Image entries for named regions
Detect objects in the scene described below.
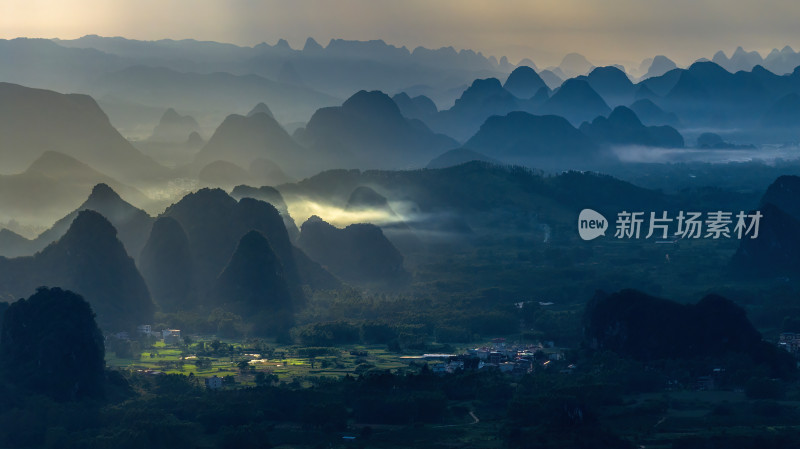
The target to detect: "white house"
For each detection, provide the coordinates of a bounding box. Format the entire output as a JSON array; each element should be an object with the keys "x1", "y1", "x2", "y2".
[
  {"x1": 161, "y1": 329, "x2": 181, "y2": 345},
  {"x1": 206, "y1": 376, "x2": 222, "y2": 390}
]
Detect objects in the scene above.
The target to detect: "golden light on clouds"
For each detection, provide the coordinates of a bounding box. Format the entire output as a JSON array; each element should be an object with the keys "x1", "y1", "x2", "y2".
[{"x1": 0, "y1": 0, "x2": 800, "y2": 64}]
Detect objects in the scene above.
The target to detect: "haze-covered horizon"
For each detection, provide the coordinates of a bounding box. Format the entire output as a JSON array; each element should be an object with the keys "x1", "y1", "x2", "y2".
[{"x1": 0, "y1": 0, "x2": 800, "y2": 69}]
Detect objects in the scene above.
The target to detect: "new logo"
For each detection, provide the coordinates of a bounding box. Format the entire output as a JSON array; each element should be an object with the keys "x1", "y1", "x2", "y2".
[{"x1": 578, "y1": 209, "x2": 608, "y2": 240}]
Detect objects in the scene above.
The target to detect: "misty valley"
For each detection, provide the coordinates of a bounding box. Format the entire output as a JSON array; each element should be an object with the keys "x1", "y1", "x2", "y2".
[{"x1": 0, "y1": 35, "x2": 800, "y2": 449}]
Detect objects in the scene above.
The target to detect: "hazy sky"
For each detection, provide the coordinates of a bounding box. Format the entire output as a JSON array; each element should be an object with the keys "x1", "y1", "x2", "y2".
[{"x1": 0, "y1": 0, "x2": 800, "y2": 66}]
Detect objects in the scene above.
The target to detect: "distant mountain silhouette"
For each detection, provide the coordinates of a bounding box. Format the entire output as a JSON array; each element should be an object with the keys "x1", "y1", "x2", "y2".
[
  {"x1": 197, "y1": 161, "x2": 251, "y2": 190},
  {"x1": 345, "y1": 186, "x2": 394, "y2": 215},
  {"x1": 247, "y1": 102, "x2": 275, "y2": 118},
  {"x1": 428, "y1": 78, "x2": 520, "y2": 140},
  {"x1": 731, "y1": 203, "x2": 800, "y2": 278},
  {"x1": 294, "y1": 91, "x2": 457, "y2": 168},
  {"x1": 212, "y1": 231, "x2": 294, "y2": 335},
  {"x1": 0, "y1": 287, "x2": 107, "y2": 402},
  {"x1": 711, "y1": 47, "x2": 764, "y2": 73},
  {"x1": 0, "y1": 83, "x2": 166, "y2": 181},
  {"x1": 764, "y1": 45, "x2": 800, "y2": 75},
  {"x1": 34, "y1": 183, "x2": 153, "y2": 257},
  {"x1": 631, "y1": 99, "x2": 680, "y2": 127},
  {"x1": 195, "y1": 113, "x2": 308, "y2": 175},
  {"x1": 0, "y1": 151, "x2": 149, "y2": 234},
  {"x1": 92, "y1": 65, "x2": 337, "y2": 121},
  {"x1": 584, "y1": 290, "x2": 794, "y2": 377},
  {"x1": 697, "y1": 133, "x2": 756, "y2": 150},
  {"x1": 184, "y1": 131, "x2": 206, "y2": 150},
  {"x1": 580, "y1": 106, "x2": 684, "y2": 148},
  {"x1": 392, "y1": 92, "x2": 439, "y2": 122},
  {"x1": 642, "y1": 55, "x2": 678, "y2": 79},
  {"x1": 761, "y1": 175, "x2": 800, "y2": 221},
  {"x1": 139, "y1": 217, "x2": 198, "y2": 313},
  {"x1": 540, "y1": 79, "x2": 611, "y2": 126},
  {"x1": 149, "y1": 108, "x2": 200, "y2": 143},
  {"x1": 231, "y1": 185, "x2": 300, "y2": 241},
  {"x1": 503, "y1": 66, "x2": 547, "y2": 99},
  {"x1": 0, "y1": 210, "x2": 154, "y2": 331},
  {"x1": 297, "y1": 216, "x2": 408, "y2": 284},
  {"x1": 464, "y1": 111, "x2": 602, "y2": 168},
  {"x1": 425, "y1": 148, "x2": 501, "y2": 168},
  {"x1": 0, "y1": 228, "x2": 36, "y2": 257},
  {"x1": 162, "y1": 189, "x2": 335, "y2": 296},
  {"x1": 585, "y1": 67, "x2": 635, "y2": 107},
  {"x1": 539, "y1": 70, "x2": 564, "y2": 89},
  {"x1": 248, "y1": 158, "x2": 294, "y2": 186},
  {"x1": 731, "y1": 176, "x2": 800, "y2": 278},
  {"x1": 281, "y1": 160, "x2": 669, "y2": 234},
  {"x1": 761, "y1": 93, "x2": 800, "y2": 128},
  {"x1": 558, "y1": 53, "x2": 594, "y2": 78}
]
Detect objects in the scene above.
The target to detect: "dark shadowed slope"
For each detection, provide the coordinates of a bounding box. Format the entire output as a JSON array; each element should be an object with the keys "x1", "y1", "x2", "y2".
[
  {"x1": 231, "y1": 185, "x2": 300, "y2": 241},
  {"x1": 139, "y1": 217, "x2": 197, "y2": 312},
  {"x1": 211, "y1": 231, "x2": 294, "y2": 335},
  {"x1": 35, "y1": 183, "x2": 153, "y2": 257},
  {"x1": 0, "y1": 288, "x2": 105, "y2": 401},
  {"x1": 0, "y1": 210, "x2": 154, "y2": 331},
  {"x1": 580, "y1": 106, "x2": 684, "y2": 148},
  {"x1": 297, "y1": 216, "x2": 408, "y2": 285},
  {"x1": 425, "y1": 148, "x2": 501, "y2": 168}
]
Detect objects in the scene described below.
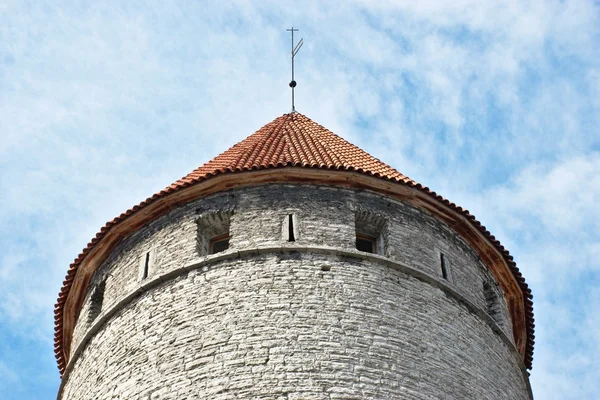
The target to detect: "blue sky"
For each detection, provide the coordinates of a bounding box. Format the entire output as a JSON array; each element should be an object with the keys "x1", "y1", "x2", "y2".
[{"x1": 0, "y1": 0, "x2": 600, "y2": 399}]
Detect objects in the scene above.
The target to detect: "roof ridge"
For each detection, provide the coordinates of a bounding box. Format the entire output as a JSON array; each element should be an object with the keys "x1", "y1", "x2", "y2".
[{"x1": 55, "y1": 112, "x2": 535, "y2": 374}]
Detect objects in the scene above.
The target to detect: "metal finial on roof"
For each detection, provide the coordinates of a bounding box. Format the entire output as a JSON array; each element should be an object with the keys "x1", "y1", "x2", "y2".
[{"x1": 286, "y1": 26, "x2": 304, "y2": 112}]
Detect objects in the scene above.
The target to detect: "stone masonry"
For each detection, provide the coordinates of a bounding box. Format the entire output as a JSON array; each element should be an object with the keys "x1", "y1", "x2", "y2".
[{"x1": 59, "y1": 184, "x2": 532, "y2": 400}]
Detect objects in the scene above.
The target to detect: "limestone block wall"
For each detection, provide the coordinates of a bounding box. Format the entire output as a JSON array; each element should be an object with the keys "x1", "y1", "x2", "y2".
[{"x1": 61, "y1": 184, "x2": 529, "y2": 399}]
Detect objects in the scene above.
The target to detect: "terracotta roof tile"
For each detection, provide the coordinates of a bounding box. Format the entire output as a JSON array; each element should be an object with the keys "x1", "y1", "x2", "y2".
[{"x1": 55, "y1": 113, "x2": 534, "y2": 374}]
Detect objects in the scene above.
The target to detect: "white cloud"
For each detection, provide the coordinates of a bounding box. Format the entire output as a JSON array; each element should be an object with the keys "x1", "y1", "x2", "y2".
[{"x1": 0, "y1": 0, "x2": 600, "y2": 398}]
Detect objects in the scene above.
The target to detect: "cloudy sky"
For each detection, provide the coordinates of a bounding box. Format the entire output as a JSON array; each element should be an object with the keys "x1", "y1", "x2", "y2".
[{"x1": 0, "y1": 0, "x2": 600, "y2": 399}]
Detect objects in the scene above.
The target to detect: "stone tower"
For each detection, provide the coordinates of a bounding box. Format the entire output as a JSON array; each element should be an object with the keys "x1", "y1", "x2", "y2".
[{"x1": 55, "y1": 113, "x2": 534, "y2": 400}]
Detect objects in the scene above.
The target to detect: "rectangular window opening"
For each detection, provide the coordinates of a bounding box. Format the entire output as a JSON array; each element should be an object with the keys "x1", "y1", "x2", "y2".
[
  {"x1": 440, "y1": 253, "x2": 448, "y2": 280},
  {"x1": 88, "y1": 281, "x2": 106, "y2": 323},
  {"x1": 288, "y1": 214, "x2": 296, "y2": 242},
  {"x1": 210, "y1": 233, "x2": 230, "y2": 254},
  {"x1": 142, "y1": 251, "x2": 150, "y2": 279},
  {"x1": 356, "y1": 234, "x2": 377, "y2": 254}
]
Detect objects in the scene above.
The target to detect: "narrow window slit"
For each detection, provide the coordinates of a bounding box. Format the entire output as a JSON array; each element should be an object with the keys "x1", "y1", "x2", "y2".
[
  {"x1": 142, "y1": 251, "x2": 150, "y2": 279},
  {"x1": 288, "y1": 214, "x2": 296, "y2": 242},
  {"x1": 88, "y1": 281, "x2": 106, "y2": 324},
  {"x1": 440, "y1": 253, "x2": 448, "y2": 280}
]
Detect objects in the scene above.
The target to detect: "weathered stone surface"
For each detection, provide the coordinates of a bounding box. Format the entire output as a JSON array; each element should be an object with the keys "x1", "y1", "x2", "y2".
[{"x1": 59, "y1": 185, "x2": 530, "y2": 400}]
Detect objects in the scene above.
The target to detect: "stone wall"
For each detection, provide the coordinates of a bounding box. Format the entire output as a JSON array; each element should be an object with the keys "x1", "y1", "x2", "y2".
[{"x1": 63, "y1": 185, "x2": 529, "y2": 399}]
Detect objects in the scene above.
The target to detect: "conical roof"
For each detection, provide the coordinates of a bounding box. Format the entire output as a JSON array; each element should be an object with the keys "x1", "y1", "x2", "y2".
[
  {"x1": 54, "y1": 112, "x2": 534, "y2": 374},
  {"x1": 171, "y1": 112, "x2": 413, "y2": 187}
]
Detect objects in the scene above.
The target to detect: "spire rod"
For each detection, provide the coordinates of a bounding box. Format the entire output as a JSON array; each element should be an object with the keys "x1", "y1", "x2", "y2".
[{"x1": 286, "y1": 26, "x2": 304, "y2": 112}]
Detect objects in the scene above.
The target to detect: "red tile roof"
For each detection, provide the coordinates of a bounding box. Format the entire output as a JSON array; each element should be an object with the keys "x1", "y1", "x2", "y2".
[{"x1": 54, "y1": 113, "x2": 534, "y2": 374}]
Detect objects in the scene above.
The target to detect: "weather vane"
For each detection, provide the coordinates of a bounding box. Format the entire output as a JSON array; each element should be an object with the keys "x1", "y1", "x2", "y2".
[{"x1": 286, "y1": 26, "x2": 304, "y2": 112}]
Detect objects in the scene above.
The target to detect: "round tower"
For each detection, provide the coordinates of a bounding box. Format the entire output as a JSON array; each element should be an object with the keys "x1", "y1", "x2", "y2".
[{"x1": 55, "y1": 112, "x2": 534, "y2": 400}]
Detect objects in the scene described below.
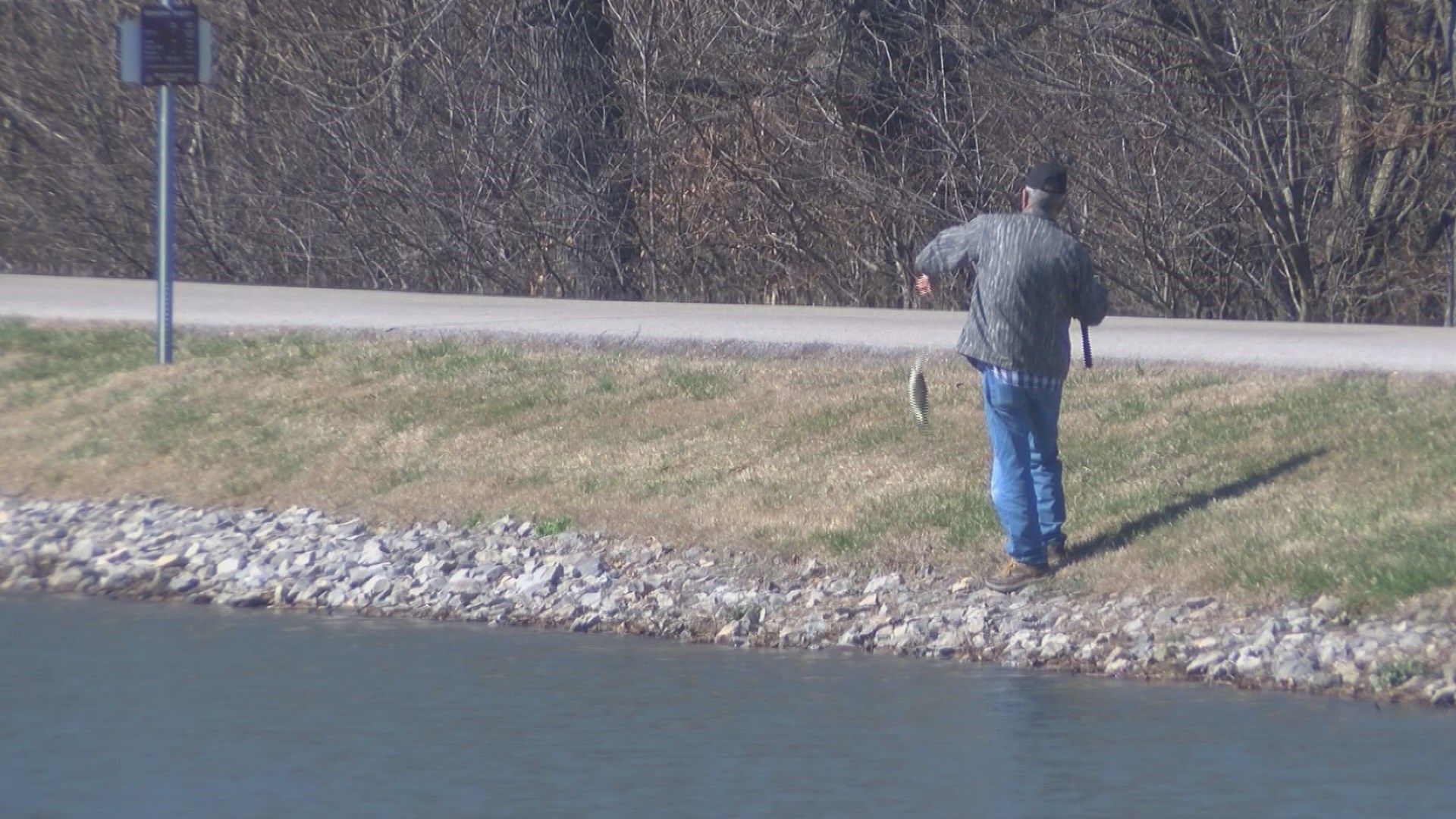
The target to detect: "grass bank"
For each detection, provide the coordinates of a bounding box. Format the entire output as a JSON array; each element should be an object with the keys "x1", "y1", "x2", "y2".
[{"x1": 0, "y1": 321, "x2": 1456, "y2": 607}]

## Goal of the exercise
Find each line in the listing above that contains the word "tile" and copy those lines out in full.

## Exercise output
The target to detect: "terracotta roof tile"
The target to detect: "red tile roof"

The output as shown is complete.